→ **TASK DIRECTIONS**
Write out exactly the lines from the one containing "Every <instance> contains" through the last line of the records below, and no others.

→ **SOURCE DATA**
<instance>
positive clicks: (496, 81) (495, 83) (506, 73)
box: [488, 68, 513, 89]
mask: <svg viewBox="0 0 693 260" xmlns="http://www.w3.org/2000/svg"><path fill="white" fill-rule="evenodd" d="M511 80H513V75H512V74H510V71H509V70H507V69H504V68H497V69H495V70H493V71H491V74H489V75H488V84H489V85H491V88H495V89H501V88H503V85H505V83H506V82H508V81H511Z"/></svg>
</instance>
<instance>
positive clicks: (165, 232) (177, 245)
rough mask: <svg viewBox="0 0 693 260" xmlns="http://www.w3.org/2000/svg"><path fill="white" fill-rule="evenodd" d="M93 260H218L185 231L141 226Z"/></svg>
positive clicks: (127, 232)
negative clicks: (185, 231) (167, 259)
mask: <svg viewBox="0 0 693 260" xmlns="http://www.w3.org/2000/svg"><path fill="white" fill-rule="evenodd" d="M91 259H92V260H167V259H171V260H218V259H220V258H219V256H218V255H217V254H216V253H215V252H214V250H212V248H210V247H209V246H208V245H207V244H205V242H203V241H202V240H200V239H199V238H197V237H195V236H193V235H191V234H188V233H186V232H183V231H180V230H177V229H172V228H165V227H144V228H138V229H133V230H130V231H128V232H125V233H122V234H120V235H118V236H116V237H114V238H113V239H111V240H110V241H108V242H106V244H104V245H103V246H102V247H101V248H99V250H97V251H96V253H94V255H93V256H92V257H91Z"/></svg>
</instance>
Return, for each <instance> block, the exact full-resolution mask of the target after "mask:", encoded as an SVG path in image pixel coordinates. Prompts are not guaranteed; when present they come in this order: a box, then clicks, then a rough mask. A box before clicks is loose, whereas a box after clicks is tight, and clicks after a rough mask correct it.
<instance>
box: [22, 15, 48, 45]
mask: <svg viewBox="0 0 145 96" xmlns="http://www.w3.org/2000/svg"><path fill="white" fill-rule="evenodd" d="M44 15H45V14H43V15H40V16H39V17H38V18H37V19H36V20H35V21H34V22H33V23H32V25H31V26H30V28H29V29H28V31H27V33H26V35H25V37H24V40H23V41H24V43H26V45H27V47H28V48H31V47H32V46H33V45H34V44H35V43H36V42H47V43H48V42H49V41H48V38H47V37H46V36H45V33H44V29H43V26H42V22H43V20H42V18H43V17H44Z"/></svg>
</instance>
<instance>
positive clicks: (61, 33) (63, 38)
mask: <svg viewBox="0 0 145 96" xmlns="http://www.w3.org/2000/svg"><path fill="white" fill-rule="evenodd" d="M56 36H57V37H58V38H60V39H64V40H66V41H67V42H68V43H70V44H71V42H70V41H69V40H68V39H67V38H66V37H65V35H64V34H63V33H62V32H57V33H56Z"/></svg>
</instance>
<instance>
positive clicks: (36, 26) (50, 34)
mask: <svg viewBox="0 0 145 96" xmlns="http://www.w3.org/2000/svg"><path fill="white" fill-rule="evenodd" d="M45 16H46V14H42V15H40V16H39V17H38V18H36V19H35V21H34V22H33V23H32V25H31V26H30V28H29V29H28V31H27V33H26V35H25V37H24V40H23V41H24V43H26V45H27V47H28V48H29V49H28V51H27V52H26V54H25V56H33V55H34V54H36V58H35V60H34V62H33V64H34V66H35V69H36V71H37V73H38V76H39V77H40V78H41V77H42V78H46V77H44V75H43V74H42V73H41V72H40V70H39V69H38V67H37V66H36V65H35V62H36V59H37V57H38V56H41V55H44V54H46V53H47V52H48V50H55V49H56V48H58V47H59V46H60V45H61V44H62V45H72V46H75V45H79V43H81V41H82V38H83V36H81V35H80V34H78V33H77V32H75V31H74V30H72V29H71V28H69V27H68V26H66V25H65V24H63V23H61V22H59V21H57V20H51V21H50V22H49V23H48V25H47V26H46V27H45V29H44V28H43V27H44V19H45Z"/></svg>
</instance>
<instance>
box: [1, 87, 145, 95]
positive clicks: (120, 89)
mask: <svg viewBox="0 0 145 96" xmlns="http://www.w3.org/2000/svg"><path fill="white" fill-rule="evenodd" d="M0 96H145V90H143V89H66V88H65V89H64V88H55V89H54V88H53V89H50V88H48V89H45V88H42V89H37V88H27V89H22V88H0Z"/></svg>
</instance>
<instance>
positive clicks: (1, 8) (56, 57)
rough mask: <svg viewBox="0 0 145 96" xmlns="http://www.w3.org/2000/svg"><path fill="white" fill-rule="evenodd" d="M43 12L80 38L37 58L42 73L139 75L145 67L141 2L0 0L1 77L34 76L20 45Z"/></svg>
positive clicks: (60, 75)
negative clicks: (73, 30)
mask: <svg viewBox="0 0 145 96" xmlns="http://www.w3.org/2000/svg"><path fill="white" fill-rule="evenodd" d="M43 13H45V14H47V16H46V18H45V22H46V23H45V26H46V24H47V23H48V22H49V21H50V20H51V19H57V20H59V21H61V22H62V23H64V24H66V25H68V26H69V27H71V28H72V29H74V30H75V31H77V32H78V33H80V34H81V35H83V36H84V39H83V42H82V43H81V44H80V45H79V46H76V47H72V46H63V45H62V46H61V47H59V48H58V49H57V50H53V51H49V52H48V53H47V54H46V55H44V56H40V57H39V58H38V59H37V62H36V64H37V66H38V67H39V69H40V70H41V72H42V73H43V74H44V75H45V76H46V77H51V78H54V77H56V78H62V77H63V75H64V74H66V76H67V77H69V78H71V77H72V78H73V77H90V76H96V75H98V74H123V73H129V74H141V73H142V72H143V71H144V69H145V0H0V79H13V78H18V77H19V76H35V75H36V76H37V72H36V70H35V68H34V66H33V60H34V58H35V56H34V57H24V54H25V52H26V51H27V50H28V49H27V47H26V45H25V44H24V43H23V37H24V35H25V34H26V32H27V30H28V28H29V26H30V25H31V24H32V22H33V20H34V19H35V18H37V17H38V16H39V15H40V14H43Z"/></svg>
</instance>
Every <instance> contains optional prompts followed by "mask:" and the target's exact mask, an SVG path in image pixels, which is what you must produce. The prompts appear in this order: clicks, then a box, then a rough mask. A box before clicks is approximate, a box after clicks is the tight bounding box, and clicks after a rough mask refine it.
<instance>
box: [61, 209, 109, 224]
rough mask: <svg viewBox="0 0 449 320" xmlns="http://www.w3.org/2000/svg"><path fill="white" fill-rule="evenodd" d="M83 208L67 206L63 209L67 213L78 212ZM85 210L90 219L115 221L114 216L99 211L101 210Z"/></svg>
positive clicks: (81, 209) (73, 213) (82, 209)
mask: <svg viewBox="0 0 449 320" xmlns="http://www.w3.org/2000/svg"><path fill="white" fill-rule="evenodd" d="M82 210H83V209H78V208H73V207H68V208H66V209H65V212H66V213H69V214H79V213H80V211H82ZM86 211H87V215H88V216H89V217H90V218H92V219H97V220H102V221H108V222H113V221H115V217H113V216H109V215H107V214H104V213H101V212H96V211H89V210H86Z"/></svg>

→ **SOLVED PROBLEM**
Every <instance> contains optional prompts followed by "mask:" and the target's exact mask, an SVG path in image pixels, which is what you must produce. The prompts appear in this order: clicks, then a box, then a rough mask. A box before clicks is approximate, a box after clicks is the tight bounding box, and clicks after a rough mask refine it.
<instance>
box: [61, 209, 109, 224]
rough mask: <svg viewBox="0 0 449 320" xmlns="http://www.w3.org/2000/svg"><path fill="white" fill-rule="evenodd" d="M83 208L67 206L63 209L67 213L78 212ZM85 210L90 219L115 221L114 216L99 211L101 210Z"/></svg>
positive clicks: (81, 209) (73, 213) (82, 209)
mask: <svg viewBox="0 0 449 320" xmlns="http://www.w3.org/2000/svg"><path fill="white" fill-rule="evenodd" d="M82 210H83V209H78V208H73V207H68V208H66V209H65V212H66V213H69V214H79V213H80V211H82ZM86 211H87V215H88V216H89V217H90V218H92V219H97V220H102V221H108V222H113V221H115V217H113V216H109V215H107V214H104V213H101V212H96V211H89V210H86Z"/></svg>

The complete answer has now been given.